Required action
Write out all of the data again, precisely as it appears.

[[ Input, beginning ]]

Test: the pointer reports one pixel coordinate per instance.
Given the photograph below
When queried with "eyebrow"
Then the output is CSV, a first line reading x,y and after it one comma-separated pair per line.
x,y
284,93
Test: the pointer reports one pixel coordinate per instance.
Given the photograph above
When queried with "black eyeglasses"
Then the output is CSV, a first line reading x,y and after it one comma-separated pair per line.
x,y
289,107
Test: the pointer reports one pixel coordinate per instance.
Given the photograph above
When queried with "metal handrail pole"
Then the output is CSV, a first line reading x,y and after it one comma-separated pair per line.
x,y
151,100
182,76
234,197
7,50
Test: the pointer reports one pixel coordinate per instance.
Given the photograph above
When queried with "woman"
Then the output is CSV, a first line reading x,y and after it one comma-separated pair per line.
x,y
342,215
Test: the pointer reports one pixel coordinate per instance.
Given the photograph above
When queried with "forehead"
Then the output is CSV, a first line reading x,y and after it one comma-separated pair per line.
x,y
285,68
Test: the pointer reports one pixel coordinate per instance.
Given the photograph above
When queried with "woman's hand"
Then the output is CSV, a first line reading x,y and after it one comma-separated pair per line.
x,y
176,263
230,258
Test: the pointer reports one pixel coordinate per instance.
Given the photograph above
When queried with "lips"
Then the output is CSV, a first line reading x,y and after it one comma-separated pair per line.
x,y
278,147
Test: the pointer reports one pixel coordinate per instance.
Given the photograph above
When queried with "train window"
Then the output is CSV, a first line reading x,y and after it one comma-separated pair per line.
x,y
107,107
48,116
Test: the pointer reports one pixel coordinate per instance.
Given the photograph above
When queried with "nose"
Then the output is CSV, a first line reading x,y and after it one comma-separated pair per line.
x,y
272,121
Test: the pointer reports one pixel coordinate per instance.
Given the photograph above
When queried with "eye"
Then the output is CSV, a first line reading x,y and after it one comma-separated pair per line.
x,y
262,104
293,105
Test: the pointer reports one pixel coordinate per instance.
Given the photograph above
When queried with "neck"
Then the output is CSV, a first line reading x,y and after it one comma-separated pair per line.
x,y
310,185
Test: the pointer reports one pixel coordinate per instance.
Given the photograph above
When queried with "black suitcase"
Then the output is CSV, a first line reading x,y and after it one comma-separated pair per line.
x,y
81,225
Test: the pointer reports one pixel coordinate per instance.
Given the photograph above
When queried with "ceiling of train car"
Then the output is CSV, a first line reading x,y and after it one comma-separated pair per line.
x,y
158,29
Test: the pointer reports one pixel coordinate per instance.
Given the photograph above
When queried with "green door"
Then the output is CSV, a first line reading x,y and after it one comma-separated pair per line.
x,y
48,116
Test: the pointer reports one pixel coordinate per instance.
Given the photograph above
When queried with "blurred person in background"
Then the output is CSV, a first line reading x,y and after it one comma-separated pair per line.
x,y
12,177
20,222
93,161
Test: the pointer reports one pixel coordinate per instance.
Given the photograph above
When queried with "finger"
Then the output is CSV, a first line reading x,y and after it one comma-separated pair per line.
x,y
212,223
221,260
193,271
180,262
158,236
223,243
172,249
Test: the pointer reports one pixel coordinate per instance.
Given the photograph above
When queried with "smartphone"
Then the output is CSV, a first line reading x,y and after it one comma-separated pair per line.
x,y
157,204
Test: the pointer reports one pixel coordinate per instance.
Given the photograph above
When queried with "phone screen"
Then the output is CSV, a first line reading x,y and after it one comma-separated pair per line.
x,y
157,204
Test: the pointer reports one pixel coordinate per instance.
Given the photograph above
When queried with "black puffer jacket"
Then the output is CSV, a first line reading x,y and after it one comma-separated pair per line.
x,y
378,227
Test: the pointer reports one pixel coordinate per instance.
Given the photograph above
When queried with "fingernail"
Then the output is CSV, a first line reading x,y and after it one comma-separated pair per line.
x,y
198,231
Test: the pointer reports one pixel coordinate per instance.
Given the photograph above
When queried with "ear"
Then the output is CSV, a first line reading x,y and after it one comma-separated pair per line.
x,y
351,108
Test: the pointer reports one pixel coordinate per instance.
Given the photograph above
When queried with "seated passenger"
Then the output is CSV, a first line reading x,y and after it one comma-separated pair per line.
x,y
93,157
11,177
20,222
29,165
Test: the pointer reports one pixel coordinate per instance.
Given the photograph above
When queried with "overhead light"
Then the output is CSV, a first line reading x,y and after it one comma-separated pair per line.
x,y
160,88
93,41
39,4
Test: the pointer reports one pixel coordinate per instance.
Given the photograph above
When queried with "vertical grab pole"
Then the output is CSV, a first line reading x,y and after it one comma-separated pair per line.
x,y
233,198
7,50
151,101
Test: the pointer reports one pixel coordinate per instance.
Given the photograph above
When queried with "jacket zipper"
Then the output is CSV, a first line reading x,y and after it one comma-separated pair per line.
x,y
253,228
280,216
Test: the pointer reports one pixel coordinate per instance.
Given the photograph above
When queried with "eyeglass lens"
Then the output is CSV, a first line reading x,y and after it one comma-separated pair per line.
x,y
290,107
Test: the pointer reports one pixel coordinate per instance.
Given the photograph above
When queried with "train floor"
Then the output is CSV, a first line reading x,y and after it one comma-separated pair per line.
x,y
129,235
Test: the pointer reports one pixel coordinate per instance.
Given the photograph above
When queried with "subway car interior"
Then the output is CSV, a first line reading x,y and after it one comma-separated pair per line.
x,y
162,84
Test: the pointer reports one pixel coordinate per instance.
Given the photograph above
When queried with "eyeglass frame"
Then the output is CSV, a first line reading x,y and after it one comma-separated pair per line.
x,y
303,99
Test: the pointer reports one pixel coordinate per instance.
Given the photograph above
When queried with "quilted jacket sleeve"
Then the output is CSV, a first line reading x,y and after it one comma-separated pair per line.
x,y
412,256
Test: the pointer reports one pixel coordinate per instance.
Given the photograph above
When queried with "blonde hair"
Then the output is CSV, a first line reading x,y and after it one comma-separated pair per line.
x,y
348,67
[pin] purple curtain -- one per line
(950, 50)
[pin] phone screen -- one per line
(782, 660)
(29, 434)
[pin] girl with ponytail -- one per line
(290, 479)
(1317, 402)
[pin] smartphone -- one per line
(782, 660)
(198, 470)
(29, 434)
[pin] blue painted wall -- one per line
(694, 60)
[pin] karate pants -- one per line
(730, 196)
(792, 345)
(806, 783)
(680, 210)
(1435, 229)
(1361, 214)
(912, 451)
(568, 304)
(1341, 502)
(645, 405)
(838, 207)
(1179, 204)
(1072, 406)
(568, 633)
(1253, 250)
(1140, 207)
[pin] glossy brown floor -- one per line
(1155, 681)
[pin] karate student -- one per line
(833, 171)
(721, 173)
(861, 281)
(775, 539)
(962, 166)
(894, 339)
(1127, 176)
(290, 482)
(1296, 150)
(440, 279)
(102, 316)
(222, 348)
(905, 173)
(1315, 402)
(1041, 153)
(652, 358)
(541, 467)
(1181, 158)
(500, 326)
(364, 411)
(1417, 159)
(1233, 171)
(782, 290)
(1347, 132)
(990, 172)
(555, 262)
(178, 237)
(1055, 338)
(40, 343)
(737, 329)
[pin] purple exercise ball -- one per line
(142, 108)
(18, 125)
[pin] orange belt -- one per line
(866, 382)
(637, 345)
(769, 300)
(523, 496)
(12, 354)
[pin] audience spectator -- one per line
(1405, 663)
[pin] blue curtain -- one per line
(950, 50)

[[ Input, end ]]

Response for this exercise
Test: the pointer reports one pixel coordinate per instance.
Given the photograph below
When queried with "eyebrow"
Then the output is CSV, a first line reading x,y and after it one comma-separated pair per line.
x,y
284,93
Test: the pointer reports one pixel coordinate per instance.
Given the photograph above
When queried with "black eyeglasses"
Then the output is CSV, a first line reading x,y and after it one comma-separated pair per line.
x,y
289,107
Test: the pointer reports one pixel coordinate per instance.
Given the photograph above
When queried with "metal handrail pole"
Then the output is CSV, a first line reading x,y and after it one comma-separated pair per line.
x,y
151,100
182,76
234,197
7,50
Test: the pointer reports one pixel coordinate per instance.
Given the photograph above
When queried with "woman"
Then the output is CSV, a first line reading x,y and after it one comma-separated pair per line.
x,y
342,215
Test: the pointer reports one pixel coordinate per instance.
Given the photograph above
When queried with "forehead"
Then the output is CSV, a first line reading x,y and after it one comma-separated pair per line.
x,y
285,68
Test: the pointer reports one pixel coordinate per instance.
Given the photograph above
When queried with "woman's hand"
Then the output is CSV, a first line reading x,y and after it one comma-separated pair per line.
x,y
176,263
230,258
Test: the pointer reports one pixel coordinate per instance.
Given the photograph above
When queried with "lips"
Then the output is CSV, a first line reading x,y and after it one comma-separated pair per line.
x,y
278,147
Test: the pointer reports one pixel coordinate per instance.
Given the photograph above
When queried with "train window"
Then the output is CSV, a first line reading x,y and after it one comma-separated pair per line.
x,y
107,107
48,116
Test: the pointer reports one pixel coordinate per instance.
Given the photograph above
When queried with "nose"
Then the output is CSV, a first line reading x,y and after it one comma-separated pair per line.
x,y
272,121
Test: the pointer reports one pixel coordinate per instance.
Given the photograph above
When queried with "eye"
Then the output is CSV, a first line reading x,y and after it one comma-separated pair per line.
x,y
262,104
293,105
Test: the pointer reports one pixel coordinate per instance.
Given the photograph above
When queried with "neck"
Then the output is CSV, a first line reading x,y and after it one comma-separated pair per line.
x,y
310,185
Test: the pointer reports one pixel coordinate per instance.
Given the photograph above
When queried with "black suitcase"
Then the output is CSV, a first line reading x,y and after it one comma-separated pair per line.
x,y
81,225
Test: the pointer reports one pixel coordinate per instance.
Given the photograph above
When queried with "ceiling of train car"
Then the output is CSV, a first line reading x,y and after it one comma-separated pair per line.
x,y
158,29
Test: the pointer reports one pixel coordinate per instance.
Given the photograph above
When queried with "green door"
Then the output is CSV, a first line reading x,y and after it one comma-separated pair per line.
x,y
48,116
Test: the pointer reports one pixel coordinate per instance.
Given the photograph above
When queried with "blurred person in background"
Then the output is CSV, a first line reading x,y and after it one comma-separated pair per line.
x,y
12,177
20,222
93,161
Test: the pointer reports one pixel coordinate per instance.
Given the photograph above
When queried with "finger"
Then the output is CSV, a first line reading x,y and after it one comma-separated pair per line.
x,y
212,223
221,260
193,271
180,262
158,236
223,243
172,249
Test: the pointer reports one pixel coordinate per instance.
Given the photograph above
When queried with "smartphone"
Then the output is CSV, a first line reading x,y and after it one comma-separated pair per line.
x,y
157,204
Test: the pointer reports one pixel coordinate per instance.
Given the photograph above
When queried with "phone screen"
Then the output is CSV, a first line reading x,y and after it one comma-separated pair per line.
x,y
157,204
Test: the pointer reports one pixel coordinate per instance.
Given the photograph above
When queried with "black puffer jacket"
Then the output is CSV, a first line reading x,y and after it one comma-separated pair per line.
x,y
378,227
Test: the pointer reports one pixel coordinate per instance.
Given the photograph above
When queried with "fingernail"
Then the output is CSV, a first line reading x,y and after it one comma-separated pair per line.
x,y
198,231
Test: the pointer reports one pixel coordinate per instance.
Given the photograph above
When queried with "ear"
Then the output is CSV, a first line reading x,y and after it one comma-separated pair per line.
x,y
351,108
Test: the pointer reports one pixel coordinate per instance.
Given the photograph above
When queried with "seated passenger"
Then the output is CSV, a first line reading x,y and after it one comma-separated pair per line.
x,y
93,157
11,177
20,222
29,165
Test: the pointer reports one pixel coordinate per instance.
Given the photograph above
When queried with "overhead light"
Then the output is CSV, a first line reading x,y and after it one comma-separated pair per line.
x,y
160,88
93,41
39,4
Test: the pointer reports one pixel coordinate per instance.
Given the photograph above
When queried with "vertical grab pole"
Then the output is CSV, a first line reading x,y and after it one comma-separated pair per line.
x,y
233,198
7,50
151,101
Test: the pointer reports one pixel coordinate per instance.
Given the photograph above
When queried with "jacket zipper"
Then the output is CSV, a first line reading x,y and after it one comma-separated pair per line.
x,y
253,228
280,216
Test: the pointer reports one pixel coordinate per instance.
Given the photograph above
When queried with "eyeglass lens"
Then the output is CSV, a first line reading x,y and after it one comma-separated pair per line.
x,y
290,107
Test: the pointer reports one pixel coordinate per instance.
Given the photograph above
When queried with "train floor"
Then the output is CSV, a first line reading x,y and after it one comma-separated pair per line.
x,y
129,235
Test: the pointer reports one pixel coordinate per instance.
Given the photograph above
When queried with "subway car interior"
Then the output is CSV, a first line reading x,y and after it one comma-separated pair per line.
x,y
162,84
Test: the pointer reports one pixel coordinate per instance.
Given the photograph above
When queried with "eyeglass frame"
Then the output is CSV, a first line reading x,y and after it one comma-separated pair per line.
x,y
303,99
Test: the pointer reports one pixel coordinate per instance.
Given the photograph above
When queried with "quilted jacket sleeve"
Then the output is CSV, a first line reading x,y and after it one comma-separated pair per line.
x,y
412,256
Test: the pointer reports one pixel coordinate per instance.
Given the photograph above
When queried with "blonde hair"
Then the output is CSV, a first line reading x,y and after it one comma-separated pair per line.
x,y
348,67
[pin] purple curtain -- one per line
(950, 50)
[pin] phone screen -- one per line
(782, 660)
(29, 434)
[pin] girl with ponytail -- one per line
(290, 479)
(1317, 402)
[pin] smartphone -- one per line
(782, 660)
(198, 470)
(29, 434)
[pin] blue painted wall -- one per line
(694, 60)
[pin] karate pants -- one per line
(730, 196)
(792, 345)
(806, 783)
(680, 210)
(1435, 229)
(1361, 214)
(912, 451)
(568, 304)
(1341, 502)
(645, 405)
(838, 207)
(1179, 204)
(1072, 406)
(568, 633)
(1253, 250)
(1140, 207)
[pin] glossy brown floor -- one per line
(1155, 681)
[pin] karate student -- one per line
(833, 171)
(721, 173)
(861, 281)
(775, 539)
(962, 166)
(894, 339)
(1127, 176)
(290, 482)
(1296, 150)
(440, 279)
(102, 316)
(222, 348)
(905, 173)
(1315, 402)
(1041, 153)
(652, 358)
(541, 467)
(1181, 158)
(500, 326)
(364, 411)
(1417, 159)
(1233, 171)
(782, 290)
(1347, 132)
(990, 172)
(555, 262)
(178, 237)
(1055, 338)
(40, 343)
(737, 329)
[pin] purple exercise ball -- one per line
(142, 108)
(18, 125)
[pin] orange belt -- one per line
(866, 382)
(637, 345)
(769, 300)
(523, 496)
(12, 354)
[pin] audience spectator -- one per line
(1405, 663)
[pin] blue curtain -- one per line
(950, 50)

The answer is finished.